*** PAGE EXTRACT ***

WASHINGTON, DC - MARCH 07: U.S. Supreme Court associate justices Samuel Alito (L) and Elana Kagan testify about the court's budget during a hearing of the House Appropriations Committee's Financial Services and General Government Subcommittee March 07, 2019 in Washington, DC. Members of the subcommittee asked the justices about court security, televising oral arguments and codes of ethics for the court. (Photo by Chip Somodevilla/Getty Images)

Every justice on the Supreme Court ruled against the City of Philadelphia Thursday, holding that the city violated the Free Exercise Clause of the First Amendment by refusing to contract with a Catholic foster care agency that refused to approve same-sex couples as foster parents

The majority decision in Fulton v. Philadelphia was authored by Chief Justice John Roberts, who ruled that Catholic Social Services (CSS) was unacceptably burdened by Philadelphia’s refusal to contract with it.  Philadelphia’s actions forced CSS to choose between violating its own religious beliefs by certifying same-sex couples as foster parents or abandon its mission to provide children in need with foster homes.

Roberts’ 14-page decision, however, was dwarfed by Justice Samuel Alito‘s 77-page concurrence, which urged a far broader ruling than the one actually handed down in Fulton.

Right out of the gate, Alito revealed his hand, saying that the case presented an opportunity to address a matter that “urgently calls out for review.” According to the conservative justice, as well as Clarence Thomas and Neil Gorsuch (who joined the concurrence), that pressing matter is whether the Court’s precedent in a landmark religious freedom case should be overturned.

Over scores of pages, Alito hammered his point: the Free Exercise Clause demands more protection for religion against government than case law currently demands. Laws that interfere with religious beliefs should be understood as violating guarantees of religious freedom even when those laws are completely neutral and are not specifically aimed at religious practices, Alito argued.

Alito’s concurrence focused primarily on the Court’s 1990 decision in Employment Division, Department of Human Resources of Ore v. Smith. In that case, SCOTUS held that states need not excuse individuals from complying with state law as on the grounds of religious freedom. The Court back then reviewed an Oregon state law which prohibited the use of peyote. Individuals who used the drug during a religious ritual claimed to be exempt from the law due to the Constitutional guarantee of religious freedom. The late conservative Justice Antonin Scalia penned the majority decision which held that because the peyote prohibition was “neutral law of general applicability,” and in no way targeted any religious group, Oregon was under no obligation to accommodate individuals seeking religious exemptions from the statute.

The Smith rule, which looks to the purpose rather than the effect of the law, is overripe for a revamp, Justice Alito wrote. His concurrence launched into a parade of horribles, hypothesizing a world in which everything from halal meat to the wearing of yarmulkes in court is illegal. Forcing a Catholic agency to operate in a way that is antithetical to its beliefs would, Alito reasoned, would surely erode religious freedom beyond what the founders intended.

Alito also assured his readers that what he’s proposing wouldn’t amount to real discrimination in a manner that would actually harm families. “As far as the record reflects,” he noted, “no same-sex couple has ever approached CSS, but if that were to occur, CSS would simply refer the couple to another agency that is happy to provide that service—and there are at least 27 such agencies in Philadelphia.” No harm done, the justice argued.

***

(SHORT EXERCISE A)
Quote the Fulton ruling article word for word, starting at "Alito’s concurrence focused" and stopping after "from the statute.".
(SHORT EXERCISE B)
Extend the article on the Supreme Court's Fulton ruling, picking up right after its final sentence.
The records have no connection to the article on the Fulton ruling.

*** RECORDS SHOWN ***

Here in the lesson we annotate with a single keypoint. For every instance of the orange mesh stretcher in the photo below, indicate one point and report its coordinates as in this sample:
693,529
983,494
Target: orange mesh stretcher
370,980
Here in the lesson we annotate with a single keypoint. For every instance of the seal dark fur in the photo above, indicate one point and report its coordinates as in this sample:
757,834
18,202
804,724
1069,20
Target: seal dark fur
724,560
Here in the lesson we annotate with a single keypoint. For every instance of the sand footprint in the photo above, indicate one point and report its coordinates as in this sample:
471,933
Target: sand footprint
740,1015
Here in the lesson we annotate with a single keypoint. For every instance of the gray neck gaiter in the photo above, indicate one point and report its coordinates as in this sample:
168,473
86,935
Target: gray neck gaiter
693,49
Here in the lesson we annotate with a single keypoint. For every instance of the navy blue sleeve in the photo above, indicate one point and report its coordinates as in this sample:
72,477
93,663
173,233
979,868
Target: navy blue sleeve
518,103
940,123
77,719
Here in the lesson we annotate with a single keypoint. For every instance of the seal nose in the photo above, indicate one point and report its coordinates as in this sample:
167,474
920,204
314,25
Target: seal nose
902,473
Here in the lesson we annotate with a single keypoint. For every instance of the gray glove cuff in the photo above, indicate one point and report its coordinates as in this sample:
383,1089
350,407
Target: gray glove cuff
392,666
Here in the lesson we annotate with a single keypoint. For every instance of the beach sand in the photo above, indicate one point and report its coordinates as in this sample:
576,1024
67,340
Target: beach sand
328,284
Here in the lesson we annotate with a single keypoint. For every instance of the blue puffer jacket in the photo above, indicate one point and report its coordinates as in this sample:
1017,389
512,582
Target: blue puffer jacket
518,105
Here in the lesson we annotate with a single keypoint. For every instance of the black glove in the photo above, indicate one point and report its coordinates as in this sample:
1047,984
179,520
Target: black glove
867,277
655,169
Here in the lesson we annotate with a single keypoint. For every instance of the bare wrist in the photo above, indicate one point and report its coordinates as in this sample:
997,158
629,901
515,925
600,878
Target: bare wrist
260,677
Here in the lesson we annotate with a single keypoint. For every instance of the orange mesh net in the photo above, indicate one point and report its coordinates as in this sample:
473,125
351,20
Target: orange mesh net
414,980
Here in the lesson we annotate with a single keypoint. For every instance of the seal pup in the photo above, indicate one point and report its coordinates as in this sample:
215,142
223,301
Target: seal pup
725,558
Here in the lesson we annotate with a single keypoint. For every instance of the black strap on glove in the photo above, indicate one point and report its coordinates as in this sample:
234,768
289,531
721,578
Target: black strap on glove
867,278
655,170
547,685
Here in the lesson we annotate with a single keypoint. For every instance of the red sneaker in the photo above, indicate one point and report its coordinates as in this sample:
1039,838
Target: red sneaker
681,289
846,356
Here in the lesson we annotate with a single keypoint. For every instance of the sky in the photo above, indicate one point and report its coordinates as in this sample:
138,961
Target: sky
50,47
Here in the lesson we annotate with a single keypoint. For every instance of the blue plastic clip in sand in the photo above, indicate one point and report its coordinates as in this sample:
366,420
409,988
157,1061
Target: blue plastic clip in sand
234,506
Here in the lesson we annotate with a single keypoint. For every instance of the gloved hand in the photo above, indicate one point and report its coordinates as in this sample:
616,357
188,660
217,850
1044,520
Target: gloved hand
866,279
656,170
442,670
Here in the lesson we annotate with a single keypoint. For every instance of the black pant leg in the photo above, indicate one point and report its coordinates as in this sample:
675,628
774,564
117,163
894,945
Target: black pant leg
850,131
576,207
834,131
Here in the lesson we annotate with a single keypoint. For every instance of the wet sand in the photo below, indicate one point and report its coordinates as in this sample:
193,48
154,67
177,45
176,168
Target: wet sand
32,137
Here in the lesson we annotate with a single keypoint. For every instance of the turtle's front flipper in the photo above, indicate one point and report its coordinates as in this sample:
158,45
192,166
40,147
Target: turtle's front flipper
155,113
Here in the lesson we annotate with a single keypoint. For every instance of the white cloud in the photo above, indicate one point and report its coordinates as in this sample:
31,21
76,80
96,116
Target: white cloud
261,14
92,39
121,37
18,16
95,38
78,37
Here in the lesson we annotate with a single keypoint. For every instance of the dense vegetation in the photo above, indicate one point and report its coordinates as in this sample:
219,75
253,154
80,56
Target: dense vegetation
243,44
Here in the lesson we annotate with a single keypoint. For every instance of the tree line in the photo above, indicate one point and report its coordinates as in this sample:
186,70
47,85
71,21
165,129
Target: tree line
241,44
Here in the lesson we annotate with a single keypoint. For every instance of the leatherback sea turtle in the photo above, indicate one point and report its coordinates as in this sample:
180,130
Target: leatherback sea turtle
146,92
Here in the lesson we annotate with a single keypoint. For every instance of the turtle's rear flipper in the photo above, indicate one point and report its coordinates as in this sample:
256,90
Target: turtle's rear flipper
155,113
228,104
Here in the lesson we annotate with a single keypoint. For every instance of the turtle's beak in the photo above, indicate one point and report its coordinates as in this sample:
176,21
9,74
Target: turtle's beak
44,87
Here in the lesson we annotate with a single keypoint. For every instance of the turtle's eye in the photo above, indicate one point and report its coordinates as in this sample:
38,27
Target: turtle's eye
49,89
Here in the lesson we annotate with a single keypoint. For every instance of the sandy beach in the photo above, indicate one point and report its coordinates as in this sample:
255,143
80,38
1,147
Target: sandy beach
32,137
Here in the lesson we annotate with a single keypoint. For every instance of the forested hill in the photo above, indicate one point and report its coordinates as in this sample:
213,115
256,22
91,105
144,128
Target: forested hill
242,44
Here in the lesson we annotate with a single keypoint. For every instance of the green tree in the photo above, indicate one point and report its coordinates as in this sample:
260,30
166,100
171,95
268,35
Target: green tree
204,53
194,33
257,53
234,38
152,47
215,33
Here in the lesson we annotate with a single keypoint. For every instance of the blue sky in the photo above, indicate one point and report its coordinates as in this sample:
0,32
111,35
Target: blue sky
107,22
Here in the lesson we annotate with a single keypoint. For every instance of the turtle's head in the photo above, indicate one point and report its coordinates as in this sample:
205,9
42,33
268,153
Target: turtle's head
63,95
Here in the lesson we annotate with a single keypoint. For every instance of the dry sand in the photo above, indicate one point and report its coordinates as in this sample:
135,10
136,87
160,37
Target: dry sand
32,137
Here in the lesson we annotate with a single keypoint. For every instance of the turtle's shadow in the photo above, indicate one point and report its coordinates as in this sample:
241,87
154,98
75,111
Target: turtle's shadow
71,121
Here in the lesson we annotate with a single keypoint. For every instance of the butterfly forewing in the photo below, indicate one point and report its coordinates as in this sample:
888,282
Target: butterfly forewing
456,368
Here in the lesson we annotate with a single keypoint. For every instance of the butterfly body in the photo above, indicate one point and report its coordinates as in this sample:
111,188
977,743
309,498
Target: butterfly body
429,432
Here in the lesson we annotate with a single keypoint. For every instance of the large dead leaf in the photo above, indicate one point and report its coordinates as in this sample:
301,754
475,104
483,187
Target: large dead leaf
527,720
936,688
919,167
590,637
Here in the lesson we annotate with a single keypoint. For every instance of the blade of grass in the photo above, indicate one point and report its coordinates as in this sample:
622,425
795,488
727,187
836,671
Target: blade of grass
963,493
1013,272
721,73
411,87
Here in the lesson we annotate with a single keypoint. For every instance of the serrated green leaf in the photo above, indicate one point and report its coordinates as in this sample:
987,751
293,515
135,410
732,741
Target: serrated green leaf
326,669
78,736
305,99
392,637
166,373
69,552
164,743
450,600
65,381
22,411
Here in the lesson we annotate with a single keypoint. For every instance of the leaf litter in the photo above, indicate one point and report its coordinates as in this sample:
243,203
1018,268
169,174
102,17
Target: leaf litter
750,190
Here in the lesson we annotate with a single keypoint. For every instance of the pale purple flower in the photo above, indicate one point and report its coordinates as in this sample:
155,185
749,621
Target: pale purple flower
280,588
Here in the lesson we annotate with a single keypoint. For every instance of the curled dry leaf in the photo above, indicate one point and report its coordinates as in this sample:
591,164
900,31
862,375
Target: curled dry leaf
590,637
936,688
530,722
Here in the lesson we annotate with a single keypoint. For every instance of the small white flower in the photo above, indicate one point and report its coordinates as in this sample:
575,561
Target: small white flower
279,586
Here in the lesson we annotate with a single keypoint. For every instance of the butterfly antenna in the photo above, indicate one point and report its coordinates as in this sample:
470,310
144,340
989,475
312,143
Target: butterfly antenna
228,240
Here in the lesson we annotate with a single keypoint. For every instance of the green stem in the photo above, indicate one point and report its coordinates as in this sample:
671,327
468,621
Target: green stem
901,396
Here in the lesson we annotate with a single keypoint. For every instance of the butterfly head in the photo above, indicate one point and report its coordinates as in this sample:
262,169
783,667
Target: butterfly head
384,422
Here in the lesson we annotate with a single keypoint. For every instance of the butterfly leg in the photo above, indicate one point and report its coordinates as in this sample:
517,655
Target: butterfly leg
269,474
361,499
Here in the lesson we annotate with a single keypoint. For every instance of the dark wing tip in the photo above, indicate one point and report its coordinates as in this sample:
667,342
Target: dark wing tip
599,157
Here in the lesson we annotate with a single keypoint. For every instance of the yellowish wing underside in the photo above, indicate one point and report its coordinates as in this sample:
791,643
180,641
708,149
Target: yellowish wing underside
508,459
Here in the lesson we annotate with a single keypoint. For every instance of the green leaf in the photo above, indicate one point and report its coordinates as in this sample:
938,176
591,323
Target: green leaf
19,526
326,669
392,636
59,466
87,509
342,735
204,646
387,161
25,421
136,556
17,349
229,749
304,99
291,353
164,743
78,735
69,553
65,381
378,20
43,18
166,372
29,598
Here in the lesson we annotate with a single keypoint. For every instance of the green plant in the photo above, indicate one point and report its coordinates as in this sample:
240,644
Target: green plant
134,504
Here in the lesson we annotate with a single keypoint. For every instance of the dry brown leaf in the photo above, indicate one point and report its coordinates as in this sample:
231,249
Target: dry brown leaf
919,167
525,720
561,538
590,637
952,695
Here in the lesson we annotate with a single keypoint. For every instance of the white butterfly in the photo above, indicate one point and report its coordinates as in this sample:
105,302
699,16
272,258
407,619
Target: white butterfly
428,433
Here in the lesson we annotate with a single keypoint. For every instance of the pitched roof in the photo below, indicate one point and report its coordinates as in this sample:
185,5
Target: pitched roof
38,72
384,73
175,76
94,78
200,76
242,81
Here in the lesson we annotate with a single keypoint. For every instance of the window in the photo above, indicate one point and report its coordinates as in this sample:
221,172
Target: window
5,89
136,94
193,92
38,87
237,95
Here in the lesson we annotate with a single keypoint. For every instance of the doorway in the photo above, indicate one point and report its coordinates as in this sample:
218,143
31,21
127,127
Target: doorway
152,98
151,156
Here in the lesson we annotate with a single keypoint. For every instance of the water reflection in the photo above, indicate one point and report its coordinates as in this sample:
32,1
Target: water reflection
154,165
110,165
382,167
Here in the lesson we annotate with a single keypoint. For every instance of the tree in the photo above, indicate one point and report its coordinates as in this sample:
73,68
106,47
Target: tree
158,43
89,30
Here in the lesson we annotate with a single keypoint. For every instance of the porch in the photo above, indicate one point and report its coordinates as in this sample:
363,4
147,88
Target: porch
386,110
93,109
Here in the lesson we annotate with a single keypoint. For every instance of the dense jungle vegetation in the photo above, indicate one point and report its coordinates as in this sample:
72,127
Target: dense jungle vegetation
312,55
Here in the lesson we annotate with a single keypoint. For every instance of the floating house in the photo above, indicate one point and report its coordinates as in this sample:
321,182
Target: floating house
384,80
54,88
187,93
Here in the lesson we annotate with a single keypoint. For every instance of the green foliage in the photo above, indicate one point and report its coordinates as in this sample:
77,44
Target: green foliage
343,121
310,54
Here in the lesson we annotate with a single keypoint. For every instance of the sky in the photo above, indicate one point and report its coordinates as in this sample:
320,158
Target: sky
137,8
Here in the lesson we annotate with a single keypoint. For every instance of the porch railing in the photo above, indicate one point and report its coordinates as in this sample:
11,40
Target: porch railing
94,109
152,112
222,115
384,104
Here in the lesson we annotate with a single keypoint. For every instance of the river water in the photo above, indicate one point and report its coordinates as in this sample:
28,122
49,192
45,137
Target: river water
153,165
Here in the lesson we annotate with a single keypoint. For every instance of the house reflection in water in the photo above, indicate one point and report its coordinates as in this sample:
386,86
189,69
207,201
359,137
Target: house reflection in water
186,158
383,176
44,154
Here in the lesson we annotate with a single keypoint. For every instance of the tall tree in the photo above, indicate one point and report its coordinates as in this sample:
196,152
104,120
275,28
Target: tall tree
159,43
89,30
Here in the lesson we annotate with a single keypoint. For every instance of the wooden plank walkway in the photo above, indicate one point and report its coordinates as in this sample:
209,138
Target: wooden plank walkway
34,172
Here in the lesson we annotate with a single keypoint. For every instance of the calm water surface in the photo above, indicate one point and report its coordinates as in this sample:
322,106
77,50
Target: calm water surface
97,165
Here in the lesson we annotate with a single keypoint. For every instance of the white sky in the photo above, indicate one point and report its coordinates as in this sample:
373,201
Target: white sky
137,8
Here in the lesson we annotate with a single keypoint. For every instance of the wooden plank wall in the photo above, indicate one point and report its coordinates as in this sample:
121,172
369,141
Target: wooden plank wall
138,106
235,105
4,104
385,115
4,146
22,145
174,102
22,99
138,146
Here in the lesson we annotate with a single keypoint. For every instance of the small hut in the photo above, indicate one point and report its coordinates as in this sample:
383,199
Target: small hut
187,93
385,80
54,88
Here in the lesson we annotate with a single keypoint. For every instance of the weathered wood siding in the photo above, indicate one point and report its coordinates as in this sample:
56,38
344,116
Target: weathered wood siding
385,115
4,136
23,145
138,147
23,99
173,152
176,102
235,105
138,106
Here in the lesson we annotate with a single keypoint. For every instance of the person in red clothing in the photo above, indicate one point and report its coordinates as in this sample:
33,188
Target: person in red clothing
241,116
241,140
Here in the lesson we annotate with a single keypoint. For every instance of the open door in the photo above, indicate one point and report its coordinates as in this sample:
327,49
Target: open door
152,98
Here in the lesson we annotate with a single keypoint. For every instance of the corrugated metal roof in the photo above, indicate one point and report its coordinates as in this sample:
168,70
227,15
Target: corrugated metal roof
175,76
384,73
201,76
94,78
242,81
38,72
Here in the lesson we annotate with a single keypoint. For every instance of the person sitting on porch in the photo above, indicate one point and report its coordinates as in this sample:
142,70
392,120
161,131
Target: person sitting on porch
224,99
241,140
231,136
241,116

***

(TASK RESPONSE A)
Alito’s concurrence focused primarily on the Court’s 1990 decision in Employment Division, Department of Human Resources of Ore v. Smith. In that case, SCOTUS held that states need not excuse individuals from complying with state law as on the grounds of religious freedom. The Court back then reviewed an Oregon state law which prohibited the use of peyote. Individuals who used the drug during a religious ritual claimed to be exempt from the law due to the Constitutional guarantee of religious freedom. The late conservative Justice Antonin Scalia penned the majority decision which held that because the peyote prohibition was “neutral law of general applicability,” and in no way targeted any religious group, Oregon was under no obligation to accommodate individuals seeking religious exemptions from the statute.

(TASK RESPONSE B)
On the flip side, lamented Alito, Philadelphia’s short-sighted policy to stop placing children with CSS was harmful. Not only were children deprived of the potential homes CSS might provide, but homes that had been previously vetted by CSS were now prohibited too. As a result, “Sharonell Fulton and Toni Lynn Simms-Busch are blocked from providing loving homes for children they were eager to help.”

Despite Alito’s concurrence ostensibly agreeing with the majority’s holding, the justice had harsh words for the majority: by refusing to revisit Smith in the Fulton decision, he said the Court is simply kicking the can on a dispute that is bound to come up again in no time.

“This decision might as well be written on the dissolving paper sold in magic shops,” wrote Alito. “Not only is the Court’s decision unlikely to resolve the present dispute, it provides no guidance regarding similar controversies in other jurisdictions.”

The narrowness of the majority’s holding, however, may have been precisely the point. Some legal experts have opined that Alito’s lengthy concurrence might have been originally intended as the majority’s decision; they theorize that Alito’s quest to overrule Smith might have been too extreme for some of the justices.

Attorney Max Kennerly commented on Twitter that Justices Amy Coney Barrett and Brett Kavanaugh might have been convinced to join the majority opinion by its more limited scope.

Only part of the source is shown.